PROBLEM DESCRIPTION – Give every line of the entries below as a Markdown table with two columns, Row and Entry line. Number the lines in order and leave out blank lines.

--- start EXERCISE DATA ---

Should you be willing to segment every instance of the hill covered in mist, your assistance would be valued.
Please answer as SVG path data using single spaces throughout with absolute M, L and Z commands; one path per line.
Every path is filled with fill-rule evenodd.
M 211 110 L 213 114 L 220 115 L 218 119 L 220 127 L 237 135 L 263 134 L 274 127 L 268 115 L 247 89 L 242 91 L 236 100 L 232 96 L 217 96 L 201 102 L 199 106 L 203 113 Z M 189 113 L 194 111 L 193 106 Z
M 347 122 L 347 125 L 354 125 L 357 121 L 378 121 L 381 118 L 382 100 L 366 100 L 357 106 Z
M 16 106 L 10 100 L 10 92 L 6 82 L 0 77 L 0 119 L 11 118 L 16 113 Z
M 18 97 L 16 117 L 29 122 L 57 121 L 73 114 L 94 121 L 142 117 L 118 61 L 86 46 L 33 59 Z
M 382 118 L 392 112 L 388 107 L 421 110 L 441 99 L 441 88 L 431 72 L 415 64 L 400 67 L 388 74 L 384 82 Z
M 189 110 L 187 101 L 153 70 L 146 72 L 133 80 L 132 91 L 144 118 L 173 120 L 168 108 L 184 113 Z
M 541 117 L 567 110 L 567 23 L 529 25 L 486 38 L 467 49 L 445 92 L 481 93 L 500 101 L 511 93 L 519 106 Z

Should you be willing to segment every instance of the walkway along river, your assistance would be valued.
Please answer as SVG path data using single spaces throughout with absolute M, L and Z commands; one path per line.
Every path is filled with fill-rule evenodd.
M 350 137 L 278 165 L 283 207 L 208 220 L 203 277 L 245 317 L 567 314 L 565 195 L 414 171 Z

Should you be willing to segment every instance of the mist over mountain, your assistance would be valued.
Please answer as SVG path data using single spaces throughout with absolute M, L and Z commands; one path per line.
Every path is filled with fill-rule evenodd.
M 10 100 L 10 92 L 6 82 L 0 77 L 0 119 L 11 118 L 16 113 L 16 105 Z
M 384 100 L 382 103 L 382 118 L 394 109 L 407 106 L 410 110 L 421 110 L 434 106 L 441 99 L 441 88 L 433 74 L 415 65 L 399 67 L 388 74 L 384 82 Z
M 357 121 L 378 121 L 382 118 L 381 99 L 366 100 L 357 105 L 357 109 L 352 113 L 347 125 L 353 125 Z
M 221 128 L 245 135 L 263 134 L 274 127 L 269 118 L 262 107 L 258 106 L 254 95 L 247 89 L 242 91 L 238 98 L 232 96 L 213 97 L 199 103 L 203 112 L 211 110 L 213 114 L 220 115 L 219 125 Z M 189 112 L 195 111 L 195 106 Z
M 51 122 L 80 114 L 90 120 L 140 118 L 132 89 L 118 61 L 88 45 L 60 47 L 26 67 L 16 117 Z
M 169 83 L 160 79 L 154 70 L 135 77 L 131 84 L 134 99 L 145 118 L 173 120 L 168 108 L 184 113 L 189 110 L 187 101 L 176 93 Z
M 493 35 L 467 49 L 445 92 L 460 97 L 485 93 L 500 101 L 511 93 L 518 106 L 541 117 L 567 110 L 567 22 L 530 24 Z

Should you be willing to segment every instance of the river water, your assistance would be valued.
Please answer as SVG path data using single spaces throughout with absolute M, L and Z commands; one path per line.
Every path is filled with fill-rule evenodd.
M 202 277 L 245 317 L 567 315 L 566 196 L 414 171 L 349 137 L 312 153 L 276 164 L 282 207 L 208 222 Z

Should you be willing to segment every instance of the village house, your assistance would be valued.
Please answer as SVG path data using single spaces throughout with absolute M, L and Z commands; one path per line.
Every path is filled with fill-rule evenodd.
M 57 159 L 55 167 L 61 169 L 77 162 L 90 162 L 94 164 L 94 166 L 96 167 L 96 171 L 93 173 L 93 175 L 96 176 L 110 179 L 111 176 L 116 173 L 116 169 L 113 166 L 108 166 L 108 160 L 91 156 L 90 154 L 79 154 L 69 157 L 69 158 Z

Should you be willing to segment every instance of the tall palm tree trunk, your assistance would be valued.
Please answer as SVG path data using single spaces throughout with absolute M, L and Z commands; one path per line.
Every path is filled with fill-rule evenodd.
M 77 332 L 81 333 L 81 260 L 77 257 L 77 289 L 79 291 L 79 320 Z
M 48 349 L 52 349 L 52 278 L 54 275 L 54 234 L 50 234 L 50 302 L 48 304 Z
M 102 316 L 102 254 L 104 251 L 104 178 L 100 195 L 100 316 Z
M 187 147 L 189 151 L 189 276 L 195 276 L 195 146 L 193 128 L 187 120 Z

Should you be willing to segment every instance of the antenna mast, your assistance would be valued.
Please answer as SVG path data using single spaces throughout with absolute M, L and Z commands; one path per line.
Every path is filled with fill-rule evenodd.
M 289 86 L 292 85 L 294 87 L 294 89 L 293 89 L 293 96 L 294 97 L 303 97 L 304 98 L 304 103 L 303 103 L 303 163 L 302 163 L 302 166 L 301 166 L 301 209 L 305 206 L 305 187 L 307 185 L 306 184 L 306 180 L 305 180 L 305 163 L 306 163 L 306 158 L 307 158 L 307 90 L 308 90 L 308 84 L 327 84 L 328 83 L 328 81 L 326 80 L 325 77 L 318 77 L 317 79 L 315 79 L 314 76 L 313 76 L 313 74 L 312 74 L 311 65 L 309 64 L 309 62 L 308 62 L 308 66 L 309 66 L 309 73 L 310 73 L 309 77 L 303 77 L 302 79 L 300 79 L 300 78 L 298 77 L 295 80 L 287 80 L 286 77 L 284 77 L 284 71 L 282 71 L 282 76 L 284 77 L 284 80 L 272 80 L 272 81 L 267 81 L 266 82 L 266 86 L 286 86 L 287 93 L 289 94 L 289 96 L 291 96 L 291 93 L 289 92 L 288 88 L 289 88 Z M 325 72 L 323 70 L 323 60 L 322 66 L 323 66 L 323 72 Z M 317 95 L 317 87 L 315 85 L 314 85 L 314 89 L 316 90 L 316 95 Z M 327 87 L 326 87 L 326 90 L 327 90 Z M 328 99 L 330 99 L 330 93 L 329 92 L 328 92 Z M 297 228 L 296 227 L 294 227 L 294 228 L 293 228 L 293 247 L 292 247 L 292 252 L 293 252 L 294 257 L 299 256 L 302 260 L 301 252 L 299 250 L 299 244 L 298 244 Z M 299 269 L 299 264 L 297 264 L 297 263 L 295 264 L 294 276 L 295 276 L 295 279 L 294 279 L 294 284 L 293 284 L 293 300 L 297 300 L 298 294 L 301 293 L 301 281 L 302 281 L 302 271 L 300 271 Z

--- end EXERCISE DATA ---

COMPLETE RESPONSE –
| Row | Entry line |
|---|---|
| 1 | Should you be willing to segment every instance of the hill covered in mist, your assistance would be valued. |
| 2 | Please answer as SVG path data using single spaces throughout with absolute M, L and Z commands; one path per line. |
| 3 | Every path is filled with fill-rule evenodd. |
| 4 | M 211 110 L 213 114 L 220 115 L 218 119 L 220 127 L 237 135 L 263 134 L 274 127 L 268 115 L 247 89 L 242 91 L 236 100 L 232 96 L 217 96 L 201 102 L 199 106 L 203 113 Z M 189 113 L 194 111 L 193 106 Z |
| 5 | M 347 122 L 347 125 L 354 125 L 357 121 L 378 121 L 381 118 L 382 100 L 366 100 L 357 106 Z |
| 6 | M 16 106 L 10 100 L 10 92 L 6 82 L 0 77 L 0 119 L 11 118 L 16 113 Z |
| 7 | M 18 97 L 16 117 L 29 122 L 57 121 L 73 114 L 94 121 L 142 117 L 118 61 L 86 46 L 33 59 Z |
| 8 | M 382 118 L 392 112 L 388 107 L 421 110 L 441 99 L 441 88 L 431 72 L 415 64 L 400 67 L 388 74 L 384 82 Z |
| 9 | M 189 110 L 187 101 L 153 70 L 146 72 L 133 80 L 132 91 L 144 118 L 173 120 L 168 108 L 184 113 Z |
| 10 | M 541 117 L 567 110 L 567 23 L 529 25 L 486 38 L 467 49 L 445 92 L 481 93 L 500 101 L 511 93 L 519 106 Z |
| 11 | Should you be willing to segment every instance of the walkway along river, your assistance would be valued. |
| 12 | Please answer as SVG path data using single spaces throughout with absolute M, L and Z commands; one path per line. |
| 13 | Every path is filled with fill-rule evenodd. |
| 14 | M 350 137 L 278 165 L 283 207 L 208 220 L 203 277 L 245 317 L 567 314 L 565 195 L 414 171 Z |
| 15 | Should you be willing to segment every instance of the mist over mountain, your assistance would be valued. |
| 16 | Please answer as SVG path data using single spaces throughout with absolute M, L and Z commands; one path per line. |
| 17 | Every path is filled with fill-rule evenodd. |
| 18 | M 10 100 L 10 92 L 6 82 L 0 77 L 0 119 L 11 118 L 16 113 L 16 105 Z |
| 19 | M 384 100 L 382 103 L 382 118 L 394 109 L 407 106 L 410 110 L 421 110 L 434 106 L 441 99 L 441 88 L 433 74 L 415 65 L 399 67 L 388 74 L 384 82 Z |
| 20 | M 357 121 L 378 121 L 382 118 L 381 99 L 366 100 L 357 105 L 357 109 L 352 113 L 347 125 L 353 125 Z |
| 21 | M 221 128 L 245 135 L 263 134 L 274 127 L 269 118 L 262 107 L 258 106 L 254 95 L 247 89 L 242 91 L 238 98 L 232 96 L 213 97 L 199 103 L 203 112 L 211 110 L 213 114 L 220 115 L 219 125 Z M 189 112 L 195 111 L 195 106 Z |
| 22 | M 51 122 L 80 114 L 90 120 L 140 118 L 132 89 L 118 61 L 88 45 L 60 47 L 26 67 L 16 117 Z |
| 23 | M 169 83 L 160 79 L 154 70 L 135 77 L 131 84 L 134 99 L 145 118 L 173 120 L 168 108 L 184 113 L 189 110 L 187 101 L 176 93 Z |
| 24 | M 493 35 L 467 49 L 445 92 L 460 97 L 485 93 L 500 101 L 511 93 L 518 106 L 541 117 L 567 110 L 567 22 L 530 24 Z |
| 25 | Should you be willing to segment every instance of the river water, your assistance would be valued. |
| 26 | Please answer as SVG path data using single spaces throughout with absolute M, L and Z commands; one path per line. |
| 27 | Every path is filled with fill-rule evenodd. |
| 28 | M 202 277 L 245 317 L 567 315 L 566 196 L 414 171 L 349 137 L 312 153 L 276 164 L 282 207 L 208 222 Z |
| 29 | Should you be willing to segment every instance of the village house, your assistance would be valued. |
| 30 | Please answer as SVG path data using single spaces throughout with absolute M, L and Z commands; one path per line. |
| 31 | Every path is filled with fill-rule evenodd. |
| 32 | M 57 159 L 55 167 L 61 169 L 77 162 L 90 162 L 94 164 L 94 166 L 96 167 L 96 171 L 93 173 L 93 175 L 96 176 L 110 179 L 111 176 L 116 173 L 116 169 L 113 166 L 108 166 L 108 160 L 91 156 L 90 154 L 79 154 L 69 157 L 69 158 Z |
| 33 | Should you be willing to segment every instance of the tall palm tree trunk, your assistance would be valued. |
| 34 | Please answer as SVG path data using single spaces throughout with absolute M, L and Z commands; one path per line. |
| 35 | Every path is filled with fill-rule evenodd. |
| 36 | M 77 332 L 81 333 L 81 260 L 77 257 L 77 289 L 79 291 L 79 320 Z |
| 37 | M 48 349 L 52 349 L 52 278 L 54 275 L 54 234 L 50 234 L 50 302 L 48 304 Z |
| 38 | M 102 316 L 102 254 L 104 251 L 104 178 L 100 195 L 100 316 Z |
| 39 | M 187 147 L 189 151 L 189 276 L 195 276 L 195 146 L 193 128 L 187 120 Z |
| 40 | Should you be willing to segment every instance of the antenna mast, your assistance would be valued. |
| 41 | Please answer as SVG path data using single spaces throughout with absolute M, L and Z commands; one path per line. |
| 42 | Every path is filled with fill-rule evenodd. |
| 43 | M 289 86 L 292 85 L 294 87 L 294 89 L 293 89 L 293 96 L 294 97 L 303 97 L 304 98 L 304 103 L 303 103 L 303 163 L 302 163 L 302 166 L 301 166 L 301 209 L 305 206 L 305 187 L 307 185 L 306 184 L 306 180 L 305 180 L 305 163 L 306 163 L 306 158 L 307 158 L 307 90 L 308 90 L 308 84 L 327 84 L 328 83 L 328 81 L 326 80 L 325 77 L 318 77 L 317 79 L 315 79 L 314 76 L 313 76 L 313 74 L 312 74 L 311 65 L 309 64 L 309 62 L 308 62 L 308 66 L 309 66 L 309 73 L 310 73 L 309 77 L 303 77 L 302 79 L 300 79 L 300 78 L 298 77 L 295 80 L 287 80 L 286 77 L 284 77 L 284 71 L 282 71 L 282 76 L 284 77 L 284 80 L 272 80 L 272 81 L 267 81 L 266 82 L 266 86 L 286 86 L 287 93 L 289 94 L 289 96 L 291 96 L 291 93 L 289 92 L 288 88 L 289 88 Z M 325 72 L 323 70 L 323 60 L 322 66 L 323 66 L 323 72 Z M 317 95 L 317 87 L 315 85 L 314 85 L 314 89 L 316 90 L 316 95 Z M 327 87 L 326 87 L 326 90 L 327 90 Z M 328 99 L 330 99 L 330 93 L 329 92 L 328 92 Z M 297 228 L 296 227 L 294 227 L 294 228 L 293 228 L 293 247 L 292 247 L 292 252 L 293 252 L 294 257 L 299 256 L 302 260 L 301 252 L 299 250 L 299 244 L 298 244 Z M 299 269 L 299 264 L 297 264 L 297 263 L 295 264 L 294 276 L 295 276 L 295 279 L 294 279 L 294 284 L 293 284 L 293 300 L 297 300 L 298 294 L 301 293 L 301 281 L 302 281 L 302 271 L 300 271 Z |